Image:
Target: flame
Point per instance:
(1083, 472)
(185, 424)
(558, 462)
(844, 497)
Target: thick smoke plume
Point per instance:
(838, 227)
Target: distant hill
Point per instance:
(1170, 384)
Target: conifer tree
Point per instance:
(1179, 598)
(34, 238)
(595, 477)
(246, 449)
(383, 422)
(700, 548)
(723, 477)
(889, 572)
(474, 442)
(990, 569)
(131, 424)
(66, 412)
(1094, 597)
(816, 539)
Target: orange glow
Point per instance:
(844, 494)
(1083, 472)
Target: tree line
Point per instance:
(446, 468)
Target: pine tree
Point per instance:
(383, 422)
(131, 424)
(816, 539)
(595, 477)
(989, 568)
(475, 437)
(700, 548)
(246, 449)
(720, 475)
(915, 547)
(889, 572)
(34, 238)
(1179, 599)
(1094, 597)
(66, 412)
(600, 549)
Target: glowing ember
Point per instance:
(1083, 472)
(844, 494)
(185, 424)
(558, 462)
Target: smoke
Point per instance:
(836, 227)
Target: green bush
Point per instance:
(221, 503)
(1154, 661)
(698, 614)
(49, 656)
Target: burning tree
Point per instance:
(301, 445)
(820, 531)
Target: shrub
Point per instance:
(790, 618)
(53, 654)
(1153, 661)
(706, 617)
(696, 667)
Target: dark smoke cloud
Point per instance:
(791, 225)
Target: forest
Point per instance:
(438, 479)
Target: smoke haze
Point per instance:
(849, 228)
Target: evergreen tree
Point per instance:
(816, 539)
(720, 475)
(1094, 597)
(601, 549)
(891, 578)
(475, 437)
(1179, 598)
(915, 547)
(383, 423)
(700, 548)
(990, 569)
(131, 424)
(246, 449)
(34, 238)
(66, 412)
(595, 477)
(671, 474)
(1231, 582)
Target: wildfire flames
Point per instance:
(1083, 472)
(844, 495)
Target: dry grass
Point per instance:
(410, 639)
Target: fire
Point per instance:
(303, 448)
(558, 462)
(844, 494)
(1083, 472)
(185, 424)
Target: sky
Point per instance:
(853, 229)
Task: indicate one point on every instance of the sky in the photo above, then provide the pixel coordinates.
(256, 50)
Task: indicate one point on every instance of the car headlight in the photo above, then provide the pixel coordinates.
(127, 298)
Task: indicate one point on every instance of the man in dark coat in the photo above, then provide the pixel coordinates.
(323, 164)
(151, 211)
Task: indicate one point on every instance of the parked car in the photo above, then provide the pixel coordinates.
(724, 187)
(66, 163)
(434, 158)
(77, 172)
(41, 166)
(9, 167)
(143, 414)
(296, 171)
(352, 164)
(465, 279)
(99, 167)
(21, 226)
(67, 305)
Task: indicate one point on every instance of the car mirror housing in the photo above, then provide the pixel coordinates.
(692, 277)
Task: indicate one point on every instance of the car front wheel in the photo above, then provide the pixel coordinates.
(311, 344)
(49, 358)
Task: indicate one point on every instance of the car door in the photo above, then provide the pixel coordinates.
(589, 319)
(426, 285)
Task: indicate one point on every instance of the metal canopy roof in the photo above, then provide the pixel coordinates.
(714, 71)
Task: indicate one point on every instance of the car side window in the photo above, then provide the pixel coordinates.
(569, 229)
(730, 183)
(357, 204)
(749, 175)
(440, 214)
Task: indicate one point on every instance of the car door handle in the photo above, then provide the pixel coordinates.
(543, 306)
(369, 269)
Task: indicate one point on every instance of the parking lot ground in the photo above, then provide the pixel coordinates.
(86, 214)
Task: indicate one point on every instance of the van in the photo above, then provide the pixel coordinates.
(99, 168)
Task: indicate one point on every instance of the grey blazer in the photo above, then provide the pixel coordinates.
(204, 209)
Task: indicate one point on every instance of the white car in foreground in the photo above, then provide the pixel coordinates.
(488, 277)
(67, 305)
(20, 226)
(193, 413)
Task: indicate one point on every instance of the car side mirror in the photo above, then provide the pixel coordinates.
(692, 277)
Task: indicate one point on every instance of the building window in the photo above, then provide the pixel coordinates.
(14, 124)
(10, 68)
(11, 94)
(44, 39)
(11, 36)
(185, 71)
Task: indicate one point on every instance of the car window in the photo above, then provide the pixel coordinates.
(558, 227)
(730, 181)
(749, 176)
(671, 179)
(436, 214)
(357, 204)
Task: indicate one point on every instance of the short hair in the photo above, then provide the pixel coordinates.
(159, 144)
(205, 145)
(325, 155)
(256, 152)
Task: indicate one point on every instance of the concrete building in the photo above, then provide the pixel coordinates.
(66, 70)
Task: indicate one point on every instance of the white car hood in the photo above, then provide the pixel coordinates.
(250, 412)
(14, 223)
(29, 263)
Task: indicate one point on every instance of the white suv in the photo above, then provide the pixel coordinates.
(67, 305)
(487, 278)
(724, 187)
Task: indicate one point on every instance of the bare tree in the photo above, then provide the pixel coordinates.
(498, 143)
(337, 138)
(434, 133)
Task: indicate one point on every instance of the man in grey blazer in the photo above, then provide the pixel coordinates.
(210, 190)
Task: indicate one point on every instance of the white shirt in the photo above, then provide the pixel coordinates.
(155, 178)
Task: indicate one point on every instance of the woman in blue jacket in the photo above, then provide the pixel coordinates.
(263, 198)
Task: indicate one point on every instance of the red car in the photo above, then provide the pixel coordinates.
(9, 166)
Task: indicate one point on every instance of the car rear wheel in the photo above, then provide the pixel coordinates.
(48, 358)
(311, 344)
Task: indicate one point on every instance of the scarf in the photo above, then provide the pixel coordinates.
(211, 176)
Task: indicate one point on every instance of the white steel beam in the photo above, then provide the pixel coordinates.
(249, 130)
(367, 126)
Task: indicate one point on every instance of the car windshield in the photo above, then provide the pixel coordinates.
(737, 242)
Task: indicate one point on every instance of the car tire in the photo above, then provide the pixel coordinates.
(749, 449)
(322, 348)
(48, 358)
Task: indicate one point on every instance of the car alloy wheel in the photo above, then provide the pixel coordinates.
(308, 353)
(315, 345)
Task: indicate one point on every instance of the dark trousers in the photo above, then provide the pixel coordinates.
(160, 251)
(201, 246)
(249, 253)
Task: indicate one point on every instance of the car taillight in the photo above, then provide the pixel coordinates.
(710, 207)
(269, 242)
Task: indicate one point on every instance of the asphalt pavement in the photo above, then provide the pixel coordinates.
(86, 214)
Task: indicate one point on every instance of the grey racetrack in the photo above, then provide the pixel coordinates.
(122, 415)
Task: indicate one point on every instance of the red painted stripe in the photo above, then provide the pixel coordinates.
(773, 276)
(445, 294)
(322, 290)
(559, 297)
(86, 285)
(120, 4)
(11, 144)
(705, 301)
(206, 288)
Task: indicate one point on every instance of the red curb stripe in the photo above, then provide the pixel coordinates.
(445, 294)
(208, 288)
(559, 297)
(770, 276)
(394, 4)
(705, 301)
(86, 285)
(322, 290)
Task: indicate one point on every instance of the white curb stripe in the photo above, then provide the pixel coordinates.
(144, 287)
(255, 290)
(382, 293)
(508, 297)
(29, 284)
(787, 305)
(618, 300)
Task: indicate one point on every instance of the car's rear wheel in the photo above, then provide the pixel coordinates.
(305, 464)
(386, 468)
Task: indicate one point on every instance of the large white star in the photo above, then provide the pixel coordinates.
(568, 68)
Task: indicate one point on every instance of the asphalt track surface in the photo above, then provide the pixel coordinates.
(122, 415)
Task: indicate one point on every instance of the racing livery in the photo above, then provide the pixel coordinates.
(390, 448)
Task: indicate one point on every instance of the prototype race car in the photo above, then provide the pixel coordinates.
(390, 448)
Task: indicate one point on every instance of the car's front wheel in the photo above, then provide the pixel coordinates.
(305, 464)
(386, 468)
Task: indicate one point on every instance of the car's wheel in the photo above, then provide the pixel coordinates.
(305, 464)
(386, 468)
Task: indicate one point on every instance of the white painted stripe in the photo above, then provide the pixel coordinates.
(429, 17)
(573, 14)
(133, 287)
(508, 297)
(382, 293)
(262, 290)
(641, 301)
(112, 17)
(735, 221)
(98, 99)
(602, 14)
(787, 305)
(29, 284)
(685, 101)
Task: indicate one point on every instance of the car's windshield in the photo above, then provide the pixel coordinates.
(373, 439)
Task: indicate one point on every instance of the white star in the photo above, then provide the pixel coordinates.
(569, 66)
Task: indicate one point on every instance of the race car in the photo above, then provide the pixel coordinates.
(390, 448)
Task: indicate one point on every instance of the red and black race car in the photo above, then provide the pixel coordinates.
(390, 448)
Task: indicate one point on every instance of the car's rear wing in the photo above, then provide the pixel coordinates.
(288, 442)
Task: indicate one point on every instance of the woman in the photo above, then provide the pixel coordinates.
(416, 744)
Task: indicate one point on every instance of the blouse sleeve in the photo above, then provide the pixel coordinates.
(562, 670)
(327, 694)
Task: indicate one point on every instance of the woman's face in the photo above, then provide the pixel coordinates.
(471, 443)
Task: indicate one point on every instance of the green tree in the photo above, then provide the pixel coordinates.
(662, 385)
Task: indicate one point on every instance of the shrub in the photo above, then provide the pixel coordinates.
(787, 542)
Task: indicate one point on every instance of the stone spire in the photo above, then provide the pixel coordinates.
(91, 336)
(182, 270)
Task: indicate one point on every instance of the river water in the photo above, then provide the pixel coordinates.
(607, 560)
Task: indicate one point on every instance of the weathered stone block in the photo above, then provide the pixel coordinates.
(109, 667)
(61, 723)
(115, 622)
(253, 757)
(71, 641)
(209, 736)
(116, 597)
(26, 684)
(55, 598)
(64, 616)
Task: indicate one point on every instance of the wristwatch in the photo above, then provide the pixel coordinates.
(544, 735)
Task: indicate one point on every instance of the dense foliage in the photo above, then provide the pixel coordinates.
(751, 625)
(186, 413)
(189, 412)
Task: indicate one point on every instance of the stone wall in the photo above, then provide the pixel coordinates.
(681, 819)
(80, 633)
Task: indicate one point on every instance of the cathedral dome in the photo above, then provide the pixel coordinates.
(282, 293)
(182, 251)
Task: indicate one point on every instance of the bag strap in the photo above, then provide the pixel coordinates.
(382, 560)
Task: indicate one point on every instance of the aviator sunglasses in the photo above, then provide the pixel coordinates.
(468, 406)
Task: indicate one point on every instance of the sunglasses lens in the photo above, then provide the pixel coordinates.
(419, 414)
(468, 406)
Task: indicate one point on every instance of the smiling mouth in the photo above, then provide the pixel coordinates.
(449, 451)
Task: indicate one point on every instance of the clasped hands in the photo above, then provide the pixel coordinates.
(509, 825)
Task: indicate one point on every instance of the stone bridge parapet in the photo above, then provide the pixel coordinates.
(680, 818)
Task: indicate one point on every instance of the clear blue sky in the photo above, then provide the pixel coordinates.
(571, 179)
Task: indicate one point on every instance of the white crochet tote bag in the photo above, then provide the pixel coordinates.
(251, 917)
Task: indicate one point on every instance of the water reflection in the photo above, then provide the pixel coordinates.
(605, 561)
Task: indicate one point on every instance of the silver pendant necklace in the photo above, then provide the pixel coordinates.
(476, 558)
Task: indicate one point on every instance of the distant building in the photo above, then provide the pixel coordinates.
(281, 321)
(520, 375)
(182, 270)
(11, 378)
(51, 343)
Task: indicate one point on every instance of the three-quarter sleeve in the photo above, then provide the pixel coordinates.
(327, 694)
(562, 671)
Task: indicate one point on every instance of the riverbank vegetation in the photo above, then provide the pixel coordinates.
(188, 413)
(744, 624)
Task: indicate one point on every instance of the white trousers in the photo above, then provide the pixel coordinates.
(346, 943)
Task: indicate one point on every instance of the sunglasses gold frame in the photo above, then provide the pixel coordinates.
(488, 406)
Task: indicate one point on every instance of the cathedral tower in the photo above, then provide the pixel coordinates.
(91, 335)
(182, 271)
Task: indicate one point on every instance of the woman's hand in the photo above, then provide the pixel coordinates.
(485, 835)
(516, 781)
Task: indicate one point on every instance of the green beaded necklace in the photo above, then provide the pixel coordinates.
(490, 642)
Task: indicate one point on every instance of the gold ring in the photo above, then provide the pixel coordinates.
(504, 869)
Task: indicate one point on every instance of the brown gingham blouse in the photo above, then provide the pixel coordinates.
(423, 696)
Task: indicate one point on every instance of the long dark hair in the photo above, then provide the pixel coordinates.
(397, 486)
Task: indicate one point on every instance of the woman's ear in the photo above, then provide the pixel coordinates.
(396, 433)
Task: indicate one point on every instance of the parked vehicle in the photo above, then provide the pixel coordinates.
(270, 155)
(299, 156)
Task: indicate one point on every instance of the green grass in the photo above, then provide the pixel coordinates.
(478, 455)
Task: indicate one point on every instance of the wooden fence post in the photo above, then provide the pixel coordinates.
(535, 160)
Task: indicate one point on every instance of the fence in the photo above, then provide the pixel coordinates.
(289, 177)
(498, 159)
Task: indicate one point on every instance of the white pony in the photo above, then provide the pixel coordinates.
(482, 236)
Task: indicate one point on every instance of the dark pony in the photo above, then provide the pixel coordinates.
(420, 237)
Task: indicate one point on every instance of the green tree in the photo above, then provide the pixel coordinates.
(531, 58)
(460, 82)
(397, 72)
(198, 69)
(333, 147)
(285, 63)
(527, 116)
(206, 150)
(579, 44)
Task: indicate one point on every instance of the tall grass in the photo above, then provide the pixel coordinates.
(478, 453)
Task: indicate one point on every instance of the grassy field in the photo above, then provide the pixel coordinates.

__________________________________________________

What to produce:
Write the lines out verbatim, from the one with "Task: indicate one point on every instance of the wooden" through the last line of the entries, and stop there.

Response to this task:
Task: indicate one point on every instance of the wooden fence post in the photo above, then provide the pixel coordinates.
(535, 160)
Task: indicate one point on every instance of the fence in the photo above, then provide the pixel coordinates.
(289, 177)
(498, 159)
Task: indicate one point on every instance of the white pony in the photo above, then provide the pixel coordinates.
(482, 236)
Task: indicate one point on every instance of the dark pony in the photo above, then provide the pixel coordinates.
(420, 237)
Task: indicate one point on every instance of the green tree in the photo above, then provide the pixel coordinates.
(531, 58)
(460, 82)
(397, 72)
(198, 69)
(333, 147)
(285, 63)
(527, 116)
(206, 150)
(579, 44)
Task: indicate one point on every instance of the tall grass in the photo above, then provide the pixel coordinates.
(478, 453)
Task: indicate one point on every instance of the grassy field in the photo above, then provide the pixel coordinates.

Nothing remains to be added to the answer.